WORK TO COMPLETE
Extract each line of the entries below that contains the word "texture".

RECORD LIST
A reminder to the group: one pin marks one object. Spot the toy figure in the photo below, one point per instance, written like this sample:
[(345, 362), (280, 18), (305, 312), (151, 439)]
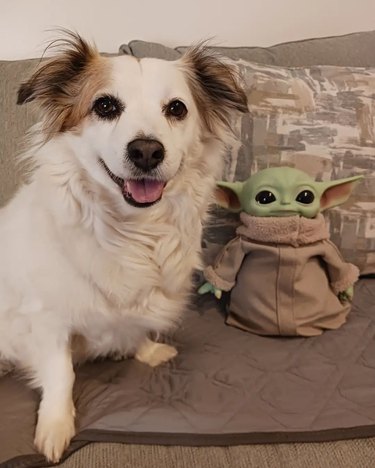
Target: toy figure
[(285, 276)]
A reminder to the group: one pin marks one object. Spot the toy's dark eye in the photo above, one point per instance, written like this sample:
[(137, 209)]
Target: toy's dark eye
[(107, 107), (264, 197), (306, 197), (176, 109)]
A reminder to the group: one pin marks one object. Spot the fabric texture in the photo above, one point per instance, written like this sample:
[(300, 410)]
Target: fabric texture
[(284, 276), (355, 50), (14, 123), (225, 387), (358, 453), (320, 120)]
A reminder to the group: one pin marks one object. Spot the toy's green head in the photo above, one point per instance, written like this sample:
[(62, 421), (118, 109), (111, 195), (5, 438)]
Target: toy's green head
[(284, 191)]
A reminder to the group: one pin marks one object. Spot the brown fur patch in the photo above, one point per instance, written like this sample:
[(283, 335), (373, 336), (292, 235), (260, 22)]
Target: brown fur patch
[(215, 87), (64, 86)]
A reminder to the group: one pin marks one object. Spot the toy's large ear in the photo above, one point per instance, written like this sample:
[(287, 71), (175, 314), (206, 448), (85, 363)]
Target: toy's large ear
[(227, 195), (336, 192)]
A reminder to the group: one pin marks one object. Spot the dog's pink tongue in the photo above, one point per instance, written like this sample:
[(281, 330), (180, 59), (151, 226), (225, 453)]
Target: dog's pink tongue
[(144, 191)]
==
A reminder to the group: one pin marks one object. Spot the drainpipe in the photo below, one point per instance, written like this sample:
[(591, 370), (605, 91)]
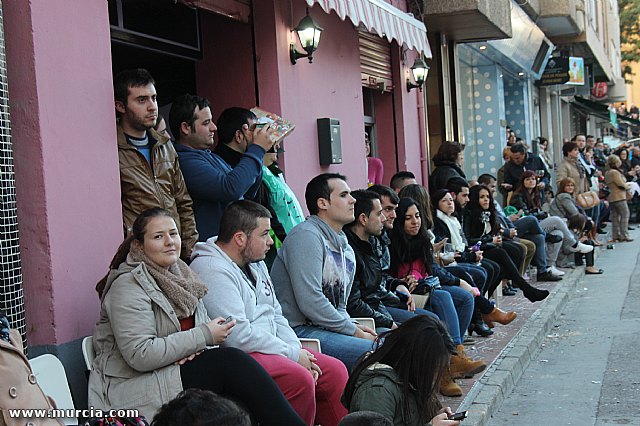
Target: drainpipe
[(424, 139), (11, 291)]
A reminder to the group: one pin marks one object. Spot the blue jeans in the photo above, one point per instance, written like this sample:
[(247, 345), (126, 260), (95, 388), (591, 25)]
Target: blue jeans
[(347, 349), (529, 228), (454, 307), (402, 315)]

OUTPUT BELOW
A reminder to the group: one pin marks one object. Spot the fabric texture in the photo above, one point per instance, written like this sample:
Target: fabric texture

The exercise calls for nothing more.